Exercise:
Reproduce every line of the entries below, requests included, but multiply each bounding-box coordinate in the answers by 0.5 and round it to a whole number with halves rounded up, leaving the sample coordinates in the requests unchanged. Leave out the pictures.

Source records:
──────────────────────────────

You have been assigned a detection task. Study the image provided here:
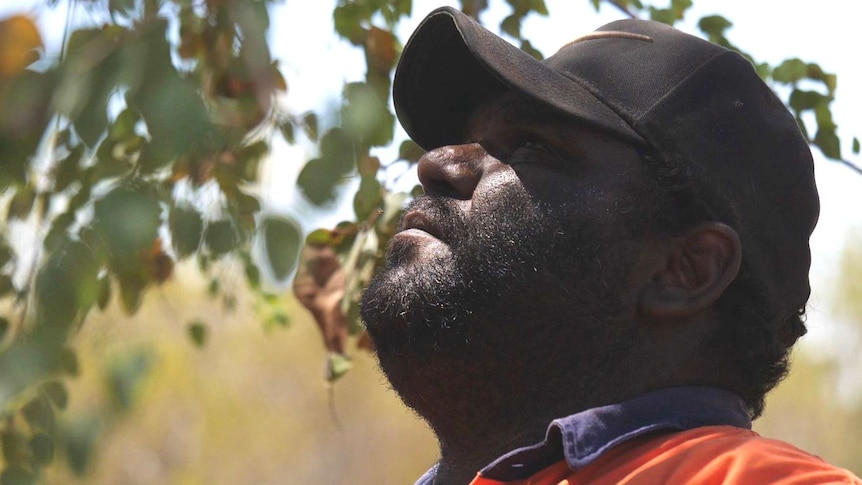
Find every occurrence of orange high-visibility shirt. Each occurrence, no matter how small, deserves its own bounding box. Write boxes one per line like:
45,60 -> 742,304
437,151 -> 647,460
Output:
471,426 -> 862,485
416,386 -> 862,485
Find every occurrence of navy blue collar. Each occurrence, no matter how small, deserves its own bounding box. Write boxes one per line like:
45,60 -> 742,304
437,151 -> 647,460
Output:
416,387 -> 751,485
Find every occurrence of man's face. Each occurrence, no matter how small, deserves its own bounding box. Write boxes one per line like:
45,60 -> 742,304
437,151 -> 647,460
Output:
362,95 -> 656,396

──────────────────────────────

Output:
You have been assigned a detection task. Study the image provided here:
Find every occurrence of orange high-visibility shirt. Each occurrence, no matter how small, deserves its own bounding box. Write boxes one per line like:
45,60 -> 742,304
437,151 -> 647,460
Output:
236,213 -> 431,243
208,193 -> 431,243
Find every occurrence of navy blue collar. Each occurrence, no matter how small, deserves its own bounding box. Write boxes one per line like:
45,60 -> 742,304
437,151 -> 647,460
Output:
208,194 -> 376,243
Find every occurrence of man's face. Each occurrence, no matter how small, deserves its own bounding box. Write boxes one per line like:
45,60 -> 742,304
437,151 -> 647,460
Output:
181,48 -> 328,198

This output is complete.